### Stated goal A
For each statement, say whether it agrees with the post about success, answering yes or no and quoting the deciding words of the post: (i) the writer has no unfinished posts waiting; (ii) the writer holds that much of success is subjective; (iii) the writer argues that potential does not exist.

### Selected text

# # # # # # #

• Success or failure?

    It may seem I’ve been gone for a while, but it’s not true. I’ve been here and there. I’ve just been invisible for a while. You would think I was agonizing over a feature article for the newspaper. I have two or three posts in the queue (not counting countless, abandoned ones) that are “mostly done” but I can’t bring myself to finish/post. You’ve already heard me moan about one of them so I’ll move on.

    It brings me to another subject I think about from time to time: what is success? I’m thinking in terms of a whole life lived rather than individual events, a single aspect of someone’s life, or a few blog posts sitting unfinished.

    How much of success (so far as it can be defined, measured, or evaluated) is subjective? If we assume much of it is subjective – and I would posit it most assuredly is, how much can we attribute other people’s perceptions placed upon us and our own, independent conclusions? Like most things, I think it’s a combination. We have the capacity to think for ourselves, but our values and beliefs are inevitably shaped by those close to us, particularly when we’re young.

    There’s a problem lurking in there, preying on the joy in our lives, and part of it is the concept of potential. You know the equation: if life minus potential is greater then zero then you’re a success! Congratulations! Potential is a quality we’re sure exists, in varying quantities, pertaining to multiple qualities, but is it really only a guess? I don’t mean to argue there’s no such thing, or it’s a creation of someone’s imagination or wishful thinking. Sometimes part of it is based on measurable attributes. Sometimes it’s an educated guess based on a great deal of experience. However, sometimes a guess is still just a guess. If the perception of our potential is propped up my such a guess, it’s a guess that has a profound impact on our perception of success, our feelings of self-worth, and often our mental health.

# # # # # # #

### Dataset entries

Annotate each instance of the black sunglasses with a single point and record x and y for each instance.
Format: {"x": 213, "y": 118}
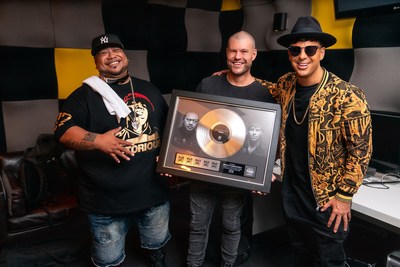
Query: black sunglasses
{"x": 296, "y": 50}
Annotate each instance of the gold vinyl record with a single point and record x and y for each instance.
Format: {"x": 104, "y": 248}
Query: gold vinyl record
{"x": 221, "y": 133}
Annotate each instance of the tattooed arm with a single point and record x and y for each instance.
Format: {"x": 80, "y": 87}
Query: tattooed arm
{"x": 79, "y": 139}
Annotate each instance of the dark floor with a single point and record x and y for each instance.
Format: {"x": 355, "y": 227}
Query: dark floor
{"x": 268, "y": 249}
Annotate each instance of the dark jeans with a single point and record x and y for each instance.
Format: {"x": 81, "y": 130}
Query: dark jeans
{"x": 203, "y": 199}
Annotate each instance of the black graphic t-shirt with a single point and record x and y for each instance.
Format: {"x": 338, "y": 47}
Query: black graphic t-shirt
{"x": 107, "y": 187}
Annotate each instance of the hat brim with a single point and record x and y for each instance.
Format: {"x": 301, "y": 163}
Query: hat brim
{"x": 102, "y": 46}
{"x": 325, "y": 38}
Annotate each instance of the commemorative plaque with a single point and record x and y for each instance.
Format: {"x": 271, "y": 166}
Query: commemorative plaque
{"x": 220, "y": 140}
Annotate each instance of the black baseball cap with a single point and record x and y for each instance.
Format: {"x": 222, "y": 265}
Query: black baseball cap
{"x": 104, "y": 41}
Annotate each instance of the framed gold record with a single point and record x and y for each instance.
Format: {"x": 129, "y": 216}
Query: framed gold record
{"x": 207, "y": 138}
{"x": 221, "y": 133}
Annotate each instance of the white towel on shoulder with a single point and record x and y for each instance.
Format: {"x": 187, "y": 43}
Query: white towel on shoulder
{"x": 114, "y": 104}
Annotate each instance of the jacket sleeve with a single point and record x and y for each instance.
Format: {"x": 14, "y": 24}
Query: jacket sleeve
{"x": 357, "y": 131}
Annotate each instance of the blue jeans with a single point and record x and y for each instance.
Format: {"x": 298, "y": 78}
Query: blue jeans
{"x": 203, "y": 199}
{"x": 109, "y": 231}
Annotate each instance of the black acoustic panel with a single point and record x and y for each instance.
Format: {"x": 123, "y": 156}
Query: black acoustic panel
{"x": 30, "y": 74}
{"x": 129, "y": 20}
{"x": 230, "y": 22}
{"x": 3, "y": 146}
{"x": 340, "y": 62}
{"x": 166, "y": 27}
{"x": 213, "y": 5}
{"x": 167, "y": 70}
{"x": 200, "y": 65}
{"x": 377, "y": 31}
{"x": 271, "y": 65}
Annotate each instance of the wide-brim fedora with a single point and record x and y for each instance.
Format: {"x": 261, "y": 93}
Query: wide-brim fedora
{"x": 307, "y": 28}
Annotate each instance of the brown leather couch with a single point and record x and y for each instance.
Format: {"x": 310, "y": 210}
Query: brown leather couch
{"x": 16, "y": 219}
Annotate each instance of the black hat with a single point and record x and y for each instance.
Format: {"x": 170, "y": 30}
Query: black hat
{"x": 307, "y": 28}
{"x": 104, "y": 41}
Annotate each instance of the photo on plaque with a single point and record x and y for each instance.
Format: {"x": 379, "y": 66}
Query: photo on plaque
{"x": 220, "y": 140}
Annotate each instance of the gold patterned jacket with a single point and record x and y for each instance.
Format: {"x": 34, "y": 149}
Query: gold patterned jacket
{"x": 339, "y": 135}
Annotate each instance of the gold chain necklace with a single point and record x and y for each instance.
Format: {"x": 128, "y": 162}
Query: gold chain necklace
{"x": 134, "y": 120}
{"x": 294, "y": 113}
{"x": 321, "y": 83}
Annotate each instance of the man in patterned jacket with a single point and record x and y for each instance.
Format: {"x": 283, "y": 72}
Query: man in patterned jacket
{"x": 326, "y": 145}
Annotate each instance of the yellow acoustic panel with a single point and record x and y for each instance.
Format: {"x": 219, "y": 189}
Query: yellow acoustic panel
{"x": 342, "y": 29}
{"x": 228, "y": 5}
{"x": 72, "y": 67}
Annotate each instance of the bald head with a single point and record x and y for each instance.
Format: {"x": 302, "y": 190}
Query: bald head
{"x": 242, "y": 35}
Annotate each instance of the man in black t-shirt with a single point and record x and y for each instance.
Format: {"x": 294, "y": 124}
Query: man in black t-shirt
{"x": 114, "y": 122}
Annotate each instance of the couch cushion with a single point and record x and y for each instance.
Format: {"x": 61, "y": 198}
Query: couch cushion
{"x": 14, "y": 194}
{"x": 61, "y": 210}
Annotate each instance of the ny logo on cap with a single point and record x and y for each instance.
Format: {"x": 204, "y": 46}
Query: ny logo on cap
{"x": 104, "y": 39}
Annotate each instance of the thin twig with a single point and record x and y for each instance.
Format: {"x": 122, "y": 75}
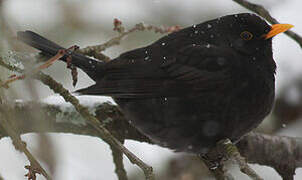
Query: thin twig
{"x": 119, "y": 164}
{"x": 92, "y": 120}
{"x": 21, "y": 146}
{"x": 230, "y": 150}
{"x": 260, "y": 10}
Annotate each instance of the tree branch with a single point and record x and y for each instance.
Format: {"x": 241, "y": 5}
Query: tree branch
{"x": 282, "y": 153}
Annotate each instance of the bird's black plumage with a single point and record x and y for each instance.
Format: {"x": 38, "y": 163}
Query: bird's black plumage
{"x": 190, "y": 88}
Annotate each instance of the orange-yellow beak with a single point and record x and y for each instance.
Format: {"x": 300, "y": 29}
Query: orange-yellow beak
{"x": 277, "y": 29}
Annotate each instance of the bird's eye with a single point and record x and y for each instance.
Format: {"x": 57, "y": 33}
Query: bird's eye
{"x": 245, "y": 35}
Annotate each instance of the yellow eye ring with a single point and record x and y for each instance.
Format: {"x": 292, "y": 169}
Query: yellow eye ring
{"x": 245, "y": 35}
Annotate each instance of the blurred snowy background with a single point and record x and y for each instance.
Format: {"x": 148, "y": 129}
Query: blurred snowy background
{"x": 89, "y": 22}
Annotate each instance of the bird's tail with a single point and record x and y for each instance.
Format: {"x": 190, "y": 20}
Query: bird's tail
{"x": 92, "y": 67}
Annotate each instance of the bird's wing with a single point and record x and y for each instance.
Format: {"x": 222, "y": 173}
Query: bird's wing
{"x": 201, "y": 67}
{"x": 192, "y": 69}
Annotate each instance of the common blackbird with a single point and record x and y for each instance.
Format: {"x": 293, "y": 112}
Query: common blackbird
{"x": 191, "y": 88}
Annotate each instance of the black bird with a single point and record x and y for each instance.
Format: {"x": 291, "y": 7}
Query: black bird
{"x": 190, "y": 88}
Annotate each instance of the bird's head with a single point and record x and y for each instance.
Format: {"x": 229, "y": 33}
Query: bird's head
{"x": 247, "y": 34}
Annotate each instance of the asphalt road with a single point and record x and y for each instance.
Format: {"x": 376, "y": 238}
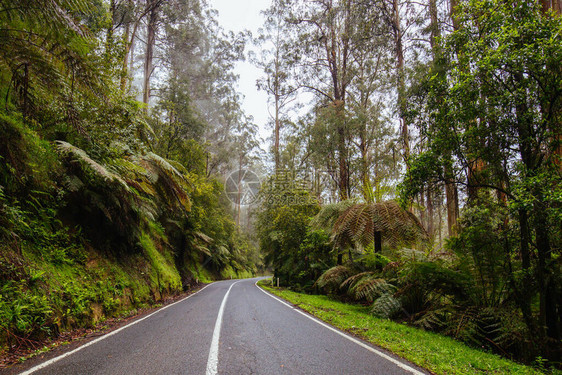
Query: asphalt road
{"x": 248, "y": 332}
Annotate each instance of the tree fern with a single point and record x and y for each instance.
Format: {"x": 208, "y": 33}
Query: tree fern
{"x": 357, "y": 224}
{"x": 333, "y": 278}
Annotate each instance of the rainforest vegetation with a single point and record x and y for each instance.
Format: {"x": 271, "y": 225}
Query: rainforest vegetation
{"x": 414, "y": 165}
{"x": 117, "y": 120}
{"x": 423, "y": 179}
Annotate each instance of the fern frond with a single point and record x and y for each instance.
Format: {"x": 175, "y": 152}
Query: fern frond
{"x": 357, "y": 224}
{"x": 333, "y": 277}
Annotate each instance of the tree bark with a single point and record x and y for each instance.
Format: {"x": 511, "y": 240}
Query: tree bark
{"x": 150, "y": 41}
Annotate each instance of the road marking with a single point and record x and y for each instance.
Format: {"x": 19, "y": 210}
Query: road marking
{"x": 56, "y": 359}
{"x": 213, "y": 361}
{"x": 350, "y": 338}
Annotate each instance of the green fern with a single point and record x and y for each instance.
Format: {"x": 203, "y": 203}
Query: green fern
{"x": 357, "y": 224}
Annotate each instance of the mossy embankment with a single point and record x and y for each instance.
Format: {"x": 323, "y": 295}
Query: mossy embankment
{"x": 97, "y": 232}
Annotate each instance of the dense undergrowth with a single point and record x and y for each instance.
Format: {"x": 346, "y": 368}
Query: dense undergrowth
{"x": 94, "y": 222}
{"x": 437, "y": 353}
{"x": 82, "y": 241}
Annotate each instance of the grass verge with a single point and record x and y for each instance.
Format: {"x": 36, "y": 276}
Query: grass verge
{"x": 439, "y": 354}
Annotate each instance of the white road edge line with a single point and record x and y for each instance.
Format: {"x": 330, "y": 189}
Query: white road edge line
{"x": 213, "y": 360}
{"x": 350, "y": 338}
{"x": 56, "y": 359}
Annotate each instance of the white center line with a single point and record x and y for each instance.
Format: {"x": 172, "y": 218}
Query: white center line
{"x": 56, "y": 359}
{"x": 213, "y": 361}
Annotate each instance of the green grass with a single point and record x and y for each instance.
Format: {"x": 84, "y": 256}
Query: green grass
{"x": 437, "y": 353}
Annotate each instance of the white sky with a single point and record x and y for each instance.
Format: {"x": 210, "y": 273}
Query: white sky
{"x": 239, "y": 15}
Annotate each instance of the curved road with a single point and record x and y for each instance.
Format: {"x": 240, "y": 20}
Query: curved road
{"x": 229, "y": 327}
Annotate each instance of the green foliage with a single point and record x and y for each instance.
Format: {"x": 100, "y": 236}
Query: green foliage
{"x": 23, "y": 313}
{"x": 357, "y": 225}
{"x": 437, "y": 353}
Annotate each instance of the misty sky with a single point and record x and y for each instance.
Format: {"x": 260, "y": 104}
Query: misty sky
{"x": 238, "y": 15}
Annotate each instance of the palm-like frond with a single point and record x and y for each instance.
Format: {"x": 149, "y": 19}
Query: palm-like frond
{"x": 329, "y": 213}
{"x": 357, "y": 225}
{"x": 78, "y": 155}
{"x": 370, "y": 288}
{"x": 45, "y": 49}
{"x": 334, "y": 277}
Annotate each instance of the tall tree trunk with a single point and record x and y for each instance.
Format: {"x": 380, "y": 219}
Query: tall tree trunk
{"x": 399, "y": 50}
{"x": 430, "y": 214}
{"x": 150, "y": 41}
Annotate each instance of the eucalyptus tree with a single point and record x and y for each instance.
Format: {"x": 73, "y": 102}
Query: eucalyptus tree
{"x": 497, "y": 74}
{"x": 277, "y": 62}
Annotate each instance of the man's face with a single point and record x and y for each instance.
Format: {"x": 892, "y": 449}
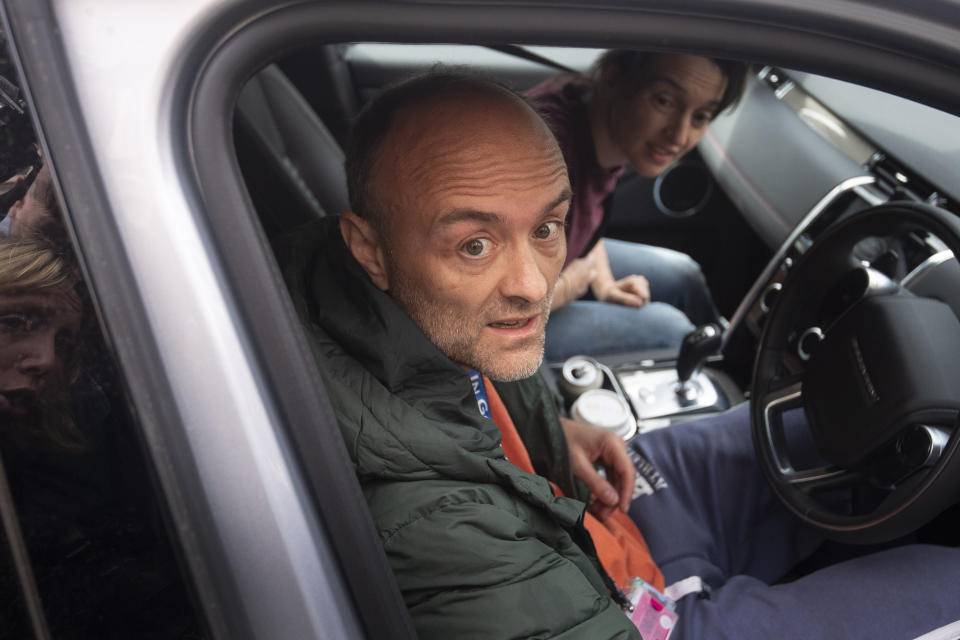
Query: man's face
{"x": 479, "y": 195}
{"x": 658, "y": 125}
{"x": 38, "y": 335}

# # # # # # #

### Stated goal B
Rewrite the rows from the line containing "Annotate each instance of the curved" through the end of the rows, changing "tall tree trunk" to "thick tree trunk" and keeping everything else the same. Leave the pictures out of your answer.

### Written reply A
(i) No: "I have two or three posts in the queue (not counting countless, abandoned ones) that are “mostly done” but I can’t bring myself to finish/post."
(ii) Yes: "If we assume much of it is subjective – and I would posit it most assuredly is"
(iii) No: "I don’t mean to argue there’s no such thing"

### Written reply B
Annotate each instance of the curved road with a single point and record x and y for each instance.
Format: {"x": 240, "y": 20}
Query: curved road
{"x": 229, "y": 327}
Annotate each instance of the green foliage with a single point and record x and y for each instance.
Format: {"x": 100, "y": 236}
Query: green foliage
{"x": 23, "y": 313}
{"x": 357, "y": 225}
{"x": 437, "y": 353}
Annotate each instance of the misty sky with a single point and record x and y for each instance.
Format: {"x": 260, "y": 104}
Query: misty sky
{"x": 238, "y": 15}
Annotate each instance of the palm-like frond with a single point and record x and y for each instance.
Format: {"x": 149, "y": 19}
Query: palm-like frond
{"x": 329, "y": 213}
{"x": 357, "y": 225}
{"x": 78, "y": 155}
{"x": 370, "y": 288}
{"x": 45, "y": 49}
{"x": 334, "y": 277}
Annotate each instance of the thick tree trunk with a single point and record x and y for each instance.
Format: {"x": 380, "y": 219}
Query: thick tree trunk
{"x": 399, "y": 50}
{"x": 430, "y": 214}
{"x": 150, "y": 41}
Annotate each instance of the eucalyptus tree with a single point and record x and y for each instance.
Format: {"x": 73, "y": 102}
Query: eucalyptus tree
{"x": 497, "y": 74}
{"x": 277, "y": 62}
Annotate each instance of the man's face with a single point and record x and y for each instance.
Format: {"x": 892, "y": 449}
Query: man's face
{"x": 479, "y": 195}
{"x": 658, "y": 125}
{"x": 38, "y": 335}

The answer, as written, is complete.